Task
Tally the lines of the entries in which the string "cheesy" occurs, and say only how many.

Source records
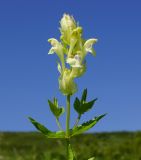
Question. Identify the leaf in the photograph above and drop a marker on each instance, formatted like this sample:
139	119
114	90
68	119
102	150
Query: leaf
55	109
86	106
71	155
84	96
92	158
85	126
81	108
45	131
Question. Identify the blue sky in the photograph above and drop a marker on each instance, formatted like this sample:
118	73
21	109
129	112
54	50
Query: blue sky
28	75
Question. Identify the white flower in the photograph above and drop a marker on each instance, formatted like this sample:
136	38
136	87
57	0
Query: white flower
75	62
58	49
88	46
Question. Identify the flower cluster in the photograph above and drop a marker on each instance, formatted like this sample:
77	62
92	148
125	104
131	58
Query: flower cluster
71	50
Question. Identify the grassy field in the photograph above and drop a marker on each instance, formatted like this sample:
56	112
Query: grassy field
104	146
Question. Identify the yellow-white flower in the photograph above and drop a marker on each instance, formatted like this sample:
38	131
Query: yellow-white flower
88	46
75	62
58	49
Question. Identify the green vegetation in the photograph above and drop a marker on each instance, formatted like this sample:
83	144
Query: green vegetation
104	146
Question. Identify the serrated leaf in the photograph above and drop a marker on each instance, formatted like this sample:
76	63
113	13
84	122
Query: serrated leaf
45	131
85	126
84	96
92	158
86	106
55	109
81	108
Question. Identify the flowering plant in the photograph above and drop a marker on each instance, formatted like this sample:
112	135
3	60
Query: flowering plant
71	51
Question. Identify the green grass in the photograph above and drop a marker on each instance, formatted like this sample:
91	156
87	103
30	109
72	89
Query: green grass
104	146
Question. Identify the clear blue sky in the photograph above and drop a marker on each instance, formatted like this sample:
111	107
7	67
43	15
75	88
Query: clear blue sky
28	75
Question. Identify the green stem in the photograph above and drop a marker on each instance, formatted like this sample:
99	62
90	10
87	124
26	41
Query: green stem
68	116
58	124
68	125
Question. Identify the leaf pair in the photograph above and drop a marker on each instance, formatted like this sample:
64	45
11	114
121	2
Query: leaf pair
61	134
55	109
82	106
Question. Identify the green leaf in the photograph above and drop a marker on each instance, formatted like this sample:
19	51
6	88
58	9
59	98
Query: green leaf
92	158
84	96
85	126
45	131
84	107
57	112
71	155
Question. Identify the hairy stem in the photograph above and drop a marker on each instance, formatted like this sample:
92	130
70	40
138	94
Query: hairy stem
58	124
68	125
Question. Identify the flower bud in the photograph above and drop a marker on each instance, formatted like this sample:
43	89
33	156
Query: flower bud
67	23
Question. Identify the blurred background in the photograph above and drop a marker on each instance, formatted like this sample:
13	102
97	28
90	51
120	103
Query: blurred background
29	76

---

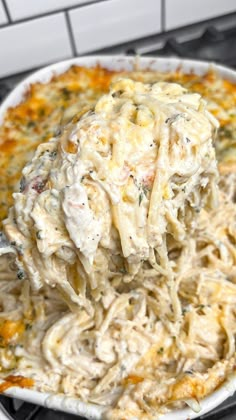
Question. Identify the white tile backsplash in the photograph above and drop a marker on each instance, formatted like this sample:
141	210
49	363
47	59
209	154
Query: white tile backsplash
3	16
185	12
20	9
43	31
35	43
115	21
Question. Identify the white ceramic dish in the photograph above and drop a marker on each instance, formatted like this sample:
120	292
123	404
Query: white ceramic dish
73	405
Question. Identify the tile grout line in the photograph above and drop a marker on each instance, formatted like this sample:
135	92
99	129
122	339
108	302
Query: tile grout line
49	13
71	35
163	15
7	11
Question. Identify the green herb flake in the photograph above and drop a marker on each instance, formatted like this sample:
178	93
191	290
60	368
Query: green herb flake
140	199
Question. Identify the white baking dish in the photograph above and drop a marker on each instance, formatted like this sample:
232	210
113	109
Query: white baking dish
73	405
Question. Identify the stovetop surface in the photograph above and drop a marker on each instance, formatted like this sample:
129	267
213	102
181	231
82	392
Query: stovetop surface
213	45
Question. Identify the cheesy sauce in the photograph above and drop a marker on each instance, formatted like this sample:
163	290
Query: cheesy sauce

==

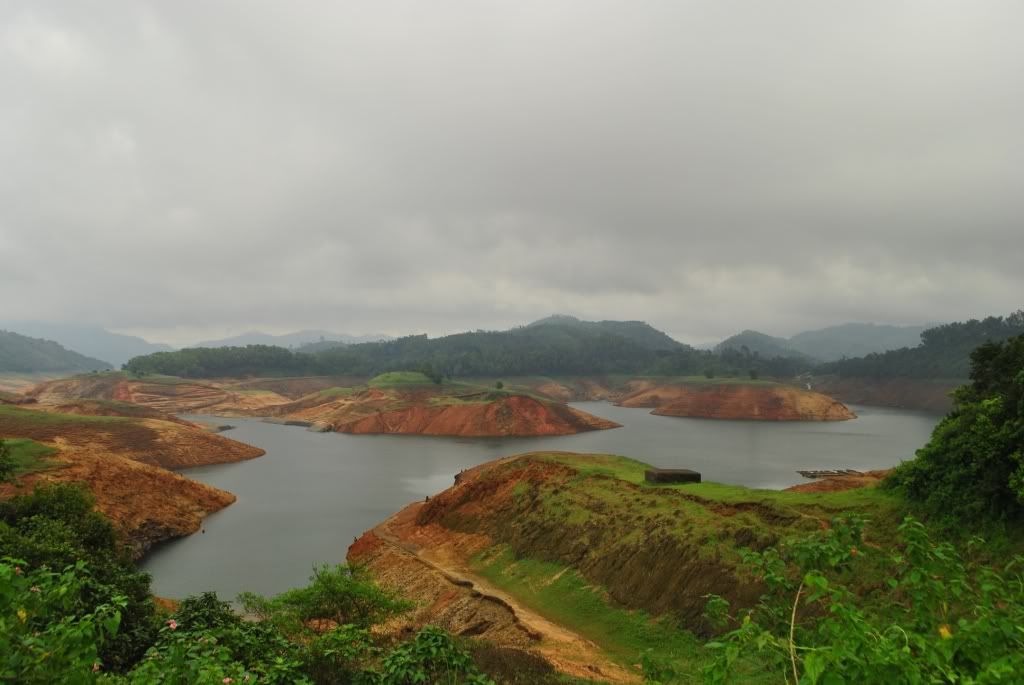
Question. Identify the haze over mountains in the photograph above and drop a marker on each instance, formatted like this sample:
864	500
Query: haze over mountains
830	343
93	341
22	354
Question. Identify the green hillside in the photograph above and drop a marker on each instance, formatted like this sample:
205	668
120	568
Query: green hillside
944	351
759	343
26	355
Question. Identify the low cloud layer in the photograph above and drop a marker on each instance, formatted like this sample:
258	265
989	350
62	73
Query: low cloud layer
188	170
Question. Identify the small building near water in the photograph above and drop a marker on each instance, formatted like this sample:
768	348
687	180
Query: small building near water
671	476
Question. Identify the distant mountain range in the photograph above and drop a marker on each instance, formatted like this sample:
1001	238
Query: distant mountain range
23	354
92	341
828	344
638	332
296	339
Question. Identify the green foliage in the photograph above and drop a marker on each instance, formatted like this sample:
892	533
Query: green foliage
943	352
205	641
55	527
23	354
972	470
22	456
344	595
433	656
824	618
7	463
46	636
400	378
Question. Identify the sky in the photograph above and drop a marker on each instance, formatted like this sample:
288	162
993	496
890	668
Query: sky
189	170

Result of the task
2